The data that follows is to be copied exactly, with each image removed.

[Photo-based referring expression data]
□ □ □

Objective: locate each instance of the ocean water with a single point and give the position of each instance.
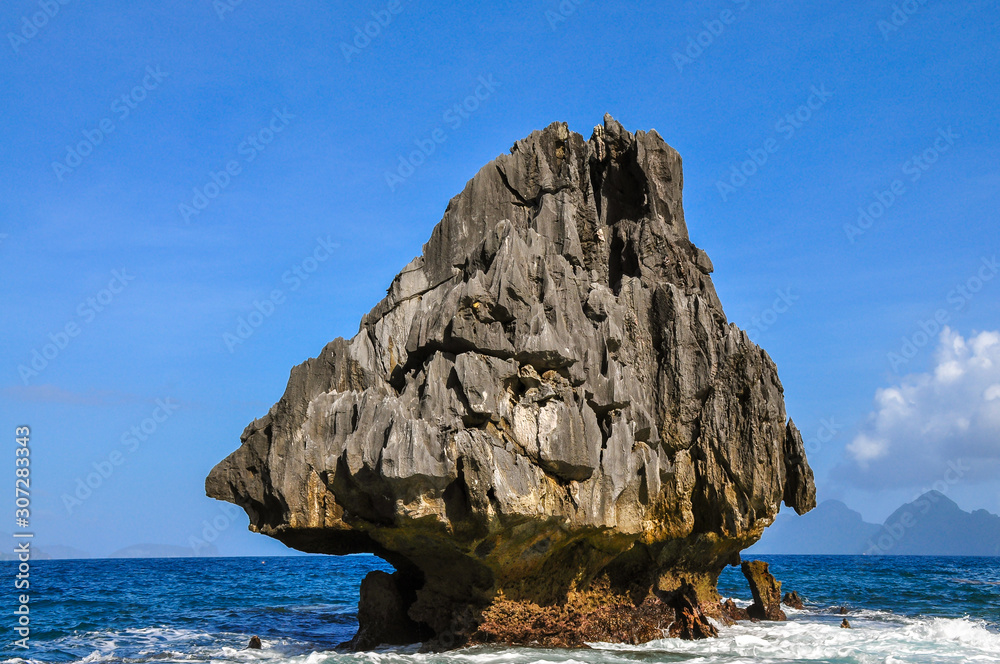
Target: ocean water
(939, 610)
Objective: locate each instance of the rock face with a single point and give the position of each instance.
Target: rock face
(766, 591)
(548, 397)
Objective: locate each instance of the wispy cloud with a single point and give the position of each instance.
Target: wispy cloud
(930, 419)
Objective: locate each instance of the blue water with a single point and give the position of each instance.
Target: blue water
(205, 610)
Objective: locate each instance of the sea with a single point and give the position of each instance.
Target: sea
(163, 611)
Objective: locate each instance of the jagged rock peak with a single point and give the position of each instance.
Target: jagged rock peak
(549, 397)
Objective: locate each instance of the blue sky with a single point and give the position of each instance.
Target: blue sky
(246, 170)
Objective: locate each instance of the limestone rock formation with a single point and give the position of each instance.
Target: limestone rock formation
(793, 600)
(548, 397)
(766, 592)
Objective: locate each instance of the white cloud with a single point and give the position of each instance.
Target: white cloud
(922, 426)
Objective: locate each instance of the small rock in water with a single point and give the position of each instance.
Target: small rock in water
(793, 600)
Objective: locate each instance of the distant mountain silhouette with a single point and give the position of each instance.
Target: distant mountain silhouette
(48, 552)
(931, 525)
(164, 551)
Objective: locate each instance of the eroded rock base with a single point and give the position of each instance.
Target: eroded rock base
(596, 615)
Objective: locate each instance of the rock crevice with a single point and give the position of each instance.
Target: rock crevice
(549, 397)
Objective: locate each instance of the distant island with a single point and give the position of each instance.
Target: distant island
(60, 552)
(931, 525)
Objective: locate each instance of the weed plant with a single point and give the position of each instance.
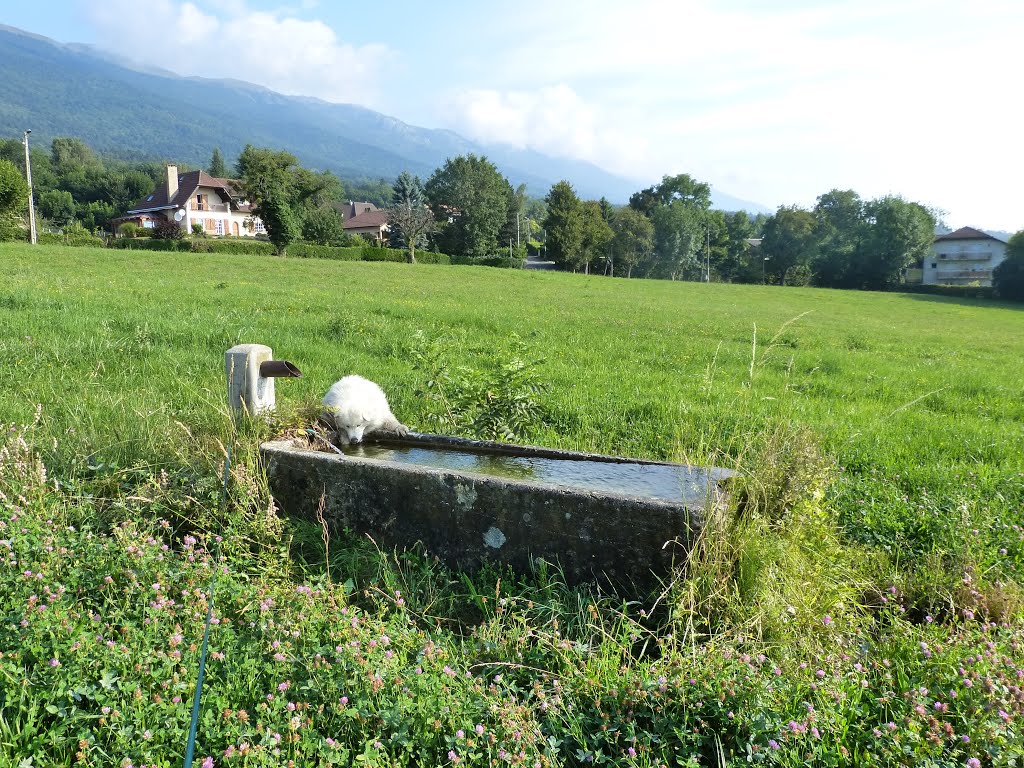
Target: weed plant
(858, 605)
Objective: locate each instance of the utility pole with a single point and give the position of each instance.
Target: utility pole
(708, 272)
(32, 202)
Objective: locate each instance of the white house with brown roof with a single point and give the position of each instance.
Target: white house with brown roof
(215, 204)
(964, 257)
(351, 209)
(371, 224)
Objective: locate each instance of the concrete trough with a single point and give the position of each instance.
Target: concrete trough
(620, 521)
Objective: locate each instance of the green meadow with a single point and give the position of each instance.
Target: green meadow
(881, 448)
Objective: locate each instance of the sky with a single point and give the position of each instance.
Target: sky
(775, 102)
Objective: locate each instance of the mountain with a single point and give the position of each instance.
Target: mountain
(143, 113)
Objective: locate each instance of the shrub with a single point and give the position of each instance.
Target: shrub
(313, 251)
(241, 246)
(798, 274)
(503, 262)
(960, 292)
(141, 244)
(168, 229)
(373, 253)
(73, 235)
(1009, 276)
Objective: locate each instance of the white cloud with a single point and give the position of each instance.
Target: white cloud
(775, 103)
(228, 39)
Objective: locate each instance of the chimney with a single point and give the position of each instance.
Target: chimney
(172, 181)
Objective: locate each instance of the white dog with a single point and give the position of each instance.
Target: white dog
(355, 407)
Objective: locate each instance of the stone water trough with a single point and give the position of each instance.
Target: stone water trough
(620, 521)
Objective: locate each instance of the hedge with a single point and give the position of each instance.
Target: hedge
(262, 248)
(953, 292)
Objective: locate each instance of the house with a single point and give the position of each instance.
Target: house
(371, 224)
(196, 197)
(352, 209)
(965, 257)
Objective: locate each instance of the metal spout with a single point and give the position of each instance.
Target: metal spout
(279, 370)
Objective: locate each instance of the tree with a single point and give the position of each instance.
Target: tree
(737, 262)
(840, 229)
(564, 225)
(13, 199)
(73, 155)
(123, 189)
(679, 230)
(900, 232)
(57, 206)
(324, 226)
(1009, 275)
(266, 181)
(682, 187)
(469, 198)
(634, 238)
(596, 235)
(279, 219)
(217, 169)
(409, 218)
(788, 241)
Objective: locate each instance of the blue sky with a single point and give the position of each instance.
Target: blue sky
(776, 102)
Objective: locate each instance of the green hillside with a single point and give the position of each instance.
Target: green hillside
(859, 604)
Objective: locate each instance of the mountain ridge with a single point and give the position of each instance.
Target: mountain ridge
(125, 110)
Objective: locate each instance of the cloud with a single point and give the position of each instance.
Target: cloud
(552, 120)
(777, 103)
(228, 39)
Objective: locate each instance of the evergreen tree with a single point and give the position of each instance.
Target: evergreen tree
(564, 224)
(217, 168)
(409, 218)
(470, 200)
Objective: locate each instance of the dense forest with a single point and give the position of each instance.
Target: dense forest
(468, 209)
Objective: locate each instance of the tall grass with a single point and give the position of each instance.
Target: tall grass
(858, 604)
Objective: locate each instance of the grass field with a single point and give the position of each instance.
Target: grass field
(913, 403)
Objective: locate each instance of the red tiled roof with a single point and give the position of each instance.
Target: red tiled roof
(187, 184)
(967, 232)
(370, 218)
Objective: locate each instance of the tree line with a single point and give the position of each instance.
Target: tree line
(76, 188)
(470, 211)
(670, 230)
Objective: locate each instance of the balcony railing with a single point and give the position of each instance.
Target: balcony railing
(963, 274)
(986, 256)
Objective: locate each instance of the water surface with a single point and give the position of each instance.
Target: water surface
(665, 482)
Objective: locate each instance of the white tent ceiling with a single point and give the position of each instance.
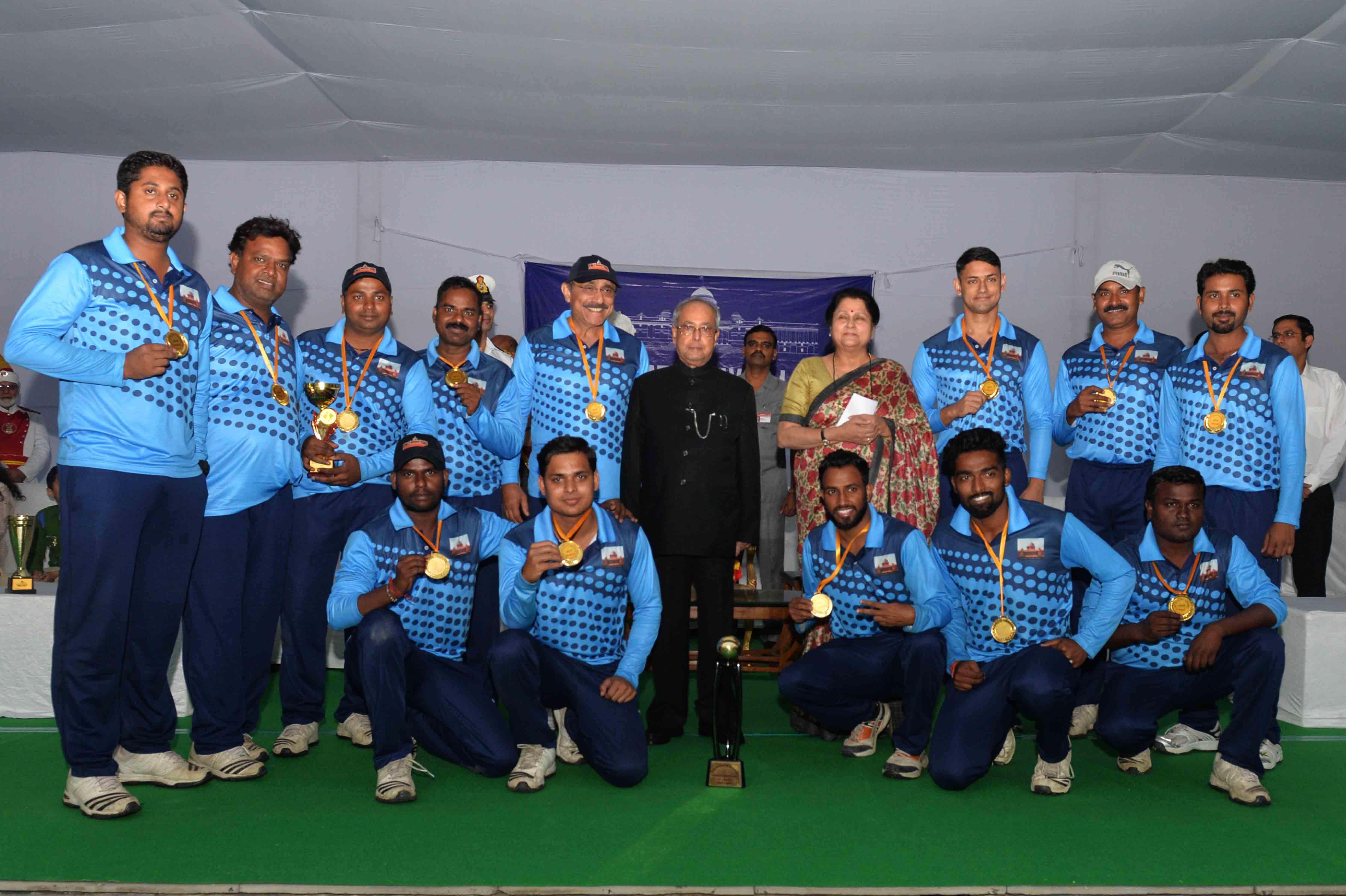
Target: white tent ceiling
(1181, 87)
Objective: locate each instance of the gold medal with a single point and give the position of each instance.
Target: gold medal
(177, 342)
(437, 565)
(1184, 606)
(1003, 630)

□ □ □

Exercise response >>
Objective: locate each instance of the ocean water with a single point and give the position of each instance.
Target: ocean water
(939, 610)
Objective: locate each instance of the rock face with a single point and give the position of each instance.
Target: rock face
(766, 591)
(548, 397)
Objective: locate each instance of the wispy cloud with a single point and give the position of each instance.
Target: wispy cloud
(930, 419)
Objective: locate each instance of the blue water with a single point and give the position of each instance.
Target: blue water
(205, 610)
Objective: locate each instance of the sea with a single point and give the position of each instance.
Target: sea
(163, 611)
Objective: locate each instance of the jagged rock peak with a single point and give the position of each instance.
Target: jagged rock peak
(549, 397)
Objective: locate each instance of the blue sky with a single point and give the position of each instance.
Target: blue sky
(246, 170)
Objective: locate each instance of the limestone rock formation with a single point and give the position of each instance.
Target: limestone rock formation
(793, 600)
(548, 397)
(766, 592)
Objective: locate each instance of the white cloud with a single point and give the position of each instance.
Target: white cloud
(922, 426)
Objective: locate each instance of the small rock in water with a single point and give the position of each instance.
Target: small rock in water
(793, 600)
Objective: locate each instance of the distant mountain silhouette with a single point and give the position of each instance.
Target: distant mountain silhouette
(48, 552)
(931, 525)
(164, 551)
Objective: locate each instance of the eroded rock base with a single point and give the position of each instance.
Target: eroded rock base
(596, 615)
Objective: locate each instance of the rock crevice with a single point and give the position of each instance.
Target: rock crevice
(549, 397)
Objective: locate each instance of the distant island with a single point and give the position of each instance.
Target: distant island
(60, 552)
(931, 525)
Objective: locate each instance of the weed plant with a single point and give the position of each instance.
Target: weed plant
(858, 605)
Objective: locate each instance of the utility pole with a single point and give the position of each instance.
Target: utility pole
(708, 272)
(32, 202)
Objective: locate each instance of the white house with brown roof with a single point and give the position of each instance.
Target: white house with brown roof
(215, 204)
(964, 257)
(351, 209)
(371, 224)
Objective: locate each instance of the concrete trough with a single point and give the position of each instance.
Target: concrete trough
(620, 521)
Objective: locate each instance of the green meadow with a single point and give the position of each instance.
Target: green meadow
(881, 448)
Objective: locate each instance of the sky with a single point and give the position of each instance.
Target: sky
(775, 102)
Objective: locate each instance of the mountain with a single point and give the position of each instance.
Target: mountain
(143, 113)
Objective: locate each instance of the shrub with a single point and give the position of each instance.
Target: shrub
(313, 251)
(241, 246)
(798, 274)
(503, 262)
(960, 292)
(141, 244)
(168, 229)
(373, 253)
(73, 235)
(1009, 276)
Objective: locate each instance of the white cloud with a single point and give the position of each instance.
Target: white cloud
(775, 103)
(228, 39)
Objective: locate each instance of the chimney with a single point and give the position of each instance.
Target: chimney
(172, 181)
Objective: locate each instance of the white dog with a single point and give the position of each instance.
Target: white dog
(355, 407)
Objective: locate each instance of the stone water trough with a single point and give the position of each instance.
Target: stone water trough
(620, 521)
Objective: locate each instance of the hedge with a single point and give the position of each instance.
Target: hedge
(262, 248)
(953, 292)
Objective: locate each instance of the house with a single point and give the position of each instance.
Target: house
(371, 224)
(196, 197)
(352, 209)
(965, 257)
Objective: locate each instance of the metal spout with a single point and give the position of each instance.
Target: metal spout
(279, 370)
Objective: locate each instance of the tree with a single point and give the position of each instance.
Target: tree
(737, 262)
(840, 229)
(564, 225)
(13, 199)
(73, 155)
(123, 189)
(679, 230)
(900, 232)
(57, 206)
(324, 226)
(1009, 275)
(266, 181)
(682, 187)
(469, 198)
(634, 238)
(596, 235)
(279, 219)
(217, 169)
(409, 218)
(788, 241)
Objective: locate each instance of the blue sky with a single point and give the position of each instance.
Target: blue sky
(776, 102)
Objective: locate each instance of the green hillside with a single point and give the position of each instance.
Target: green hillside
(859, 604)
Objective: locate each instance of the mountain ridge with a single point and give the position of each instance.
Target: mountain ridge
(125, 110)
Objective: locate each instance of the cloud with a single point and give the position of each instance.
Target: cloud
(552, 120)
(777, 103)
(228, 39)
Objective: locate each instance of the evergreen tree with a single point and give the position of each instance.
Target: evergreen tree
(564, 224)
(217, 168)
(409, 218)
(470, 200)
Objective: locate each instance of the dense forest with a single point and give the position of each instance.
Target: dense forest
(468, 209)
Objective: locate each instance of the tall grass with a single point and give the position of each instance.
Target: tall grass
(858, 604)
Objective: locate each instance of the grass field with a single point and give the position of each instance.
Target: grass field
(913, 403)
Objective: locate each instance of the red tiled roof with a single point and give the position of each instance.
Target: red tiled roof
(187, 184)
(967, 232)
(370, 218)
Objective: locate each instance of the tree line with a single point and give the position of each instance.
Target: tree line
(76, 188)
(470, 211)
(670, 230)
Objective: locate each instance of the balcony railing with a single point and give the position of each instance.
Target: balcony railing
(963, 274)
(986, 256)
Objective: locate each instance of the water surface with a single point and give the position of each instance.
Target: water surface
(665, 482)
Objective: locate each instance of the white tent ceiling with a single point and give the position of each instance.
Target: white tent ceiling
(1181, 87)
Objective: locate each instance of the gold medal with a single point and give the position of each instance.
Target: gold medal
(177, 342)
(437, 565)
(1184, 606)
(1003, 630)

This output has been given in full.